▶ INPUT DATA
|---|
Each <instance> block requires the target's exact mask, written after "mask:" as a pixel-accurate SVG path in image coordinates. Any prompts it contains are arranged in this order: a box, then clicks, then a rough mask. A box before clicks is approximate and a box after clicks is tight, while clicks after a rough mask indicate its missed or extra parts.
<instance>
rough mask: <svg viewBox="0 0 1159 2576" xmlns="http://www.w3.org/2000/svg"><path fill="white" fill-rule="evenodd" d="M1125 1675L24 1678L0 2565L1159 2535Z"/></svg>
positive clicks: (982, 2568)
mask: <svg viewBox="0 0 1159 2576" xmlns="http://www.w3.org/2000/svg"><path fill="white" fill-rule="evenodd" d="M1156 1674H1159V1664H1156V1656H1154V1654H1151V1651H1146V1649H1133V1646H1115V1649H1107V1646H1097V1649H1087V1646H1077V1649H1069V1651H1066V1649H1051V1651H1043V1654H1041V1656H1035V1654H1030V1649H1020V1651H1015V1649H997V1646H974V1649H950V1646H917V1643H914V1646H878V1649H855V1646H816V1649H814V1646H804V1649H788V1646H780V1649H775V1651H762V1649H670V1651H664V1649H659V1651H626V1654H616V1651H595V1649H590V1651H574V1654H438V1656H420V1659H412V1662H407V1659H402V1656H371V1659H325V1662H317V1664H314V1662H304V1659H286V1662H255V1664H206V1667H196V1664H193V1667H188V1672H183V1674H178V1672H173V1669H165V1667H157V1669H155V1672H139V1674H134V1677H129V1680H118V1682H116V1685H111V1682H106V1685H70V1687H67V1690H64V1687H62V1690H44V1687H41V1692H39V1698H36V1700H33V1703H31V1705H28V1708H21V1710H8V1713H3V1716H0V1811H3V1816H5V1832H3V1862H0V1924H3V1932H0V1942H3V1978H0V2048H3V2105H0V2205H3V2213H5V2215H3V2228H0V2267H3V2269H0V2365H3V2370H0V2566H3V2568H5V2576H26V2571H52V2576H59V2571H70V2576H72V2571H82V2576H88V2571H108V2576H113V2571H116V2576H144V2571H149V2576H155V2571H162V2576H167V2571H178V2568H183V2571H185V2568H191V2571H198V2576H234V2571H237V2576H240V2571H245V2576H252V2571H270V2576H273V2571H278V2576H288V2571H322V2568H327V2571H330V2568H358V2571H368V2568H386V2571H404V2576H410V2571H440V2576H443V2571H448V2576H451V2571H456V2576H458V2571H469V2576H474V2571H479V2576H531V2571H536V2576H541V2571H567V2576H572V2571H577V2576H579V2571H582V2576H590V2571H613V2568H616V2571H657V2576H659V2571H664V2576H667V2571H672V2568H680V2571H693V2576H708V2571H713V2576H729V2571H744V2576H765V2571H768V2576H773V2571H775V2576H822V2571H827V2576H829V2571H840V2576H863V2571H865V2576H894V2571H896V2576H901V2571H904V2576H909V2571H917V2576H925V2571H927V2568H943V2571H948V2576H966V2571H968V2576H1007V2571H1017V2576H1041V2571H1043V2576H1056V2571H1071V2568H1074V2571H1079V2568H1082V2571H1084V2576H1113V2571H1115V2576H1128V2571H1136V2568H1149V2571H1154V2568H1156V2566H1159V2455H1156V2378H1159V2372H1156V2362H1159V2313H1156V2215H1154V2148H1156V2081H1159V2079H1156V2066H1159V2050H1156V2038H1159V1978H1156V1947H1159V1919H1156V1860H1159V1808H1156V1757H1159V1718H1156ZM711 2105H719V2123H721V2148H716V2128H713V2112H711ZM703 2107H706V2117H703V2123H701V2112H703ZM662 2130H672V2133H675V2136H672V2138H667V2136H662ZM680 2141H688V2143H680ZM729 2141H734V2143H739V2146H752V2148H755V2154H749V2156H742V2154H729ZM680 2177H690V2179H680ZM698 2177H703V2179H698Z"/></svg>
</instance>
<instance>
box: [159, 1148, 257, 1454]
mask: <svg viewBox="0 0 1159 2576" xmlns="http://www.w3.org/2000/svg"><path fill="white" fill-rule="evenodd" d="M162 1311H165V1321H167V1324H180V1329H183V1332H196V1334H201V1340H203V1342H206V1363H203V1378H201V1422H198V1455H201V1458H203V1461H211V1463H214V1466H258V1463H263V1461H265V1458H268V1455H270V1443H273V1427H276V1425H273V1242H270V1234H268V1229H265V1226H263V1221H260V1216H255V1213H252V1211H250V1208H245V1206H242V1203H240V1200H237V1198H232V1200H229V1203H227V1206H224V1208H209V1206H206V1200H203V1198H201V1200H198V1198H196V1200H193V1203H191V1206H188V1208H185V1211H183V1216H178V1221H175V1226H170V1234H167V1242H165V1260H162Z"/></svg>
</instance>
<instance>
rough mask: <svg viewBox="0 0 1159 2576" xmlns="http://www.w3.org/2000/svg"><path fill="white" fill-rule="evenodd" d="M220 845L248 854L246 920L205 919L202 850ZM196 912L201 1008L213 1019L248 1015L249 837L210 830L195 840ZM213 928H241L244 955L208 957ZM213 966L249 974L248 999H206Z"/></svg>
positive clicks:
|---|
▶ TASK STATEMENT
Exactly repeat the lines running from the top of the listing to the line bearing "1675L24 1678L0 2565L1159", both of those lines included, and only them.

▶ EXERCISE SOLUTION
Each <instance> block requires the target's exact mask, written after "mask:" as a pixel-accurate SVG path in image coordinates. Any prompts it contains are arranged in this order: a box, then clicks, then a rough mask. A box before clicks is approximate and a box after clicks is tight, while clicks after a rough mask indicate its missed or extra parts.
<instance>
rough mask: <svg viewBox="0 0 1159 2576" xmlns="http://www.w3.org/2000/svg"><path fill="white" fill-rule="evenodd" d="M1125 1675L24 1678L0 2565L1159 2535Z"/></svg>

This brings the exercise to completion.